▸ What is needed
Present every line of the records below as a numbered list, leaving out any blank lines.

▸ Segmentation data
+===+
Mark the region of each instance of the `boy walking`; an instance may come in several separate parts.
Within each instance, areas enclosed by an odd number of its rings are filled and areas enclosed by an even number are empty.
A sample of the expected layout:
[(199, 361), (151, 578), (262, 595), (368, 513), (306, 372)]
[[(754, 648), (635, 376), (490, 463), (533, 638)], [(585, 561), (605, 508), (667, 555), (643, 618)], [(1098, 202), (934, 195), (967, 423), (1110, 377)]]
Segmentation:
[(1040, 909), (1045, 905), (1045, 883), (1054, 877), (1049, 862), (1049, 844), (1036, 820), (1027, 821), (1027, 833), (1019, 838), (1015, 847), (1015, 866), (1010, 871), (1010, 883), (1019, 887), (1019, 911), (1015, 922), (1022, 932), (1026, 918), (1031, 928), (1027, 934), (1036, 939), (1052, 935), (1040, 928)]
+===+
▸ Solution for this problem
1. Mark the region of each instance of the `boy walking`; an instance may come in several separate parts.
2. Within each instance, areas enclosed by an odd number of its rings are filled and areas enclosed by an even number are empty.
3. A sample of the expected layout:
4. [(199, 361), (151, 578), (262, 595), (368, 513), (306, 372)]
5. [[(754, 648), (635, 376), (490, 463), (533, 638)], [(585, 561), (605, 508), (667, 555), (643, 618)], [(1098, 202), (934, 195), (967, 423), (1110, 377)]]
6. Segmentation:
7. [(1040, 909), (1045, 905), (1045, 883), (1054, 877), (1049, 862), (1049, 844), (1036, 820), (1027, 821), (1027, 833), (1019, 838), (1015, 847), (1015, 866), (1010, 871), (1010, 883), (1019, 887), (1019, 911), (1015, 922), (1022, 932), (1026, 918), (1031, 928), (1027, 934), (1036, 939), (1052, 935), (1040, 928)]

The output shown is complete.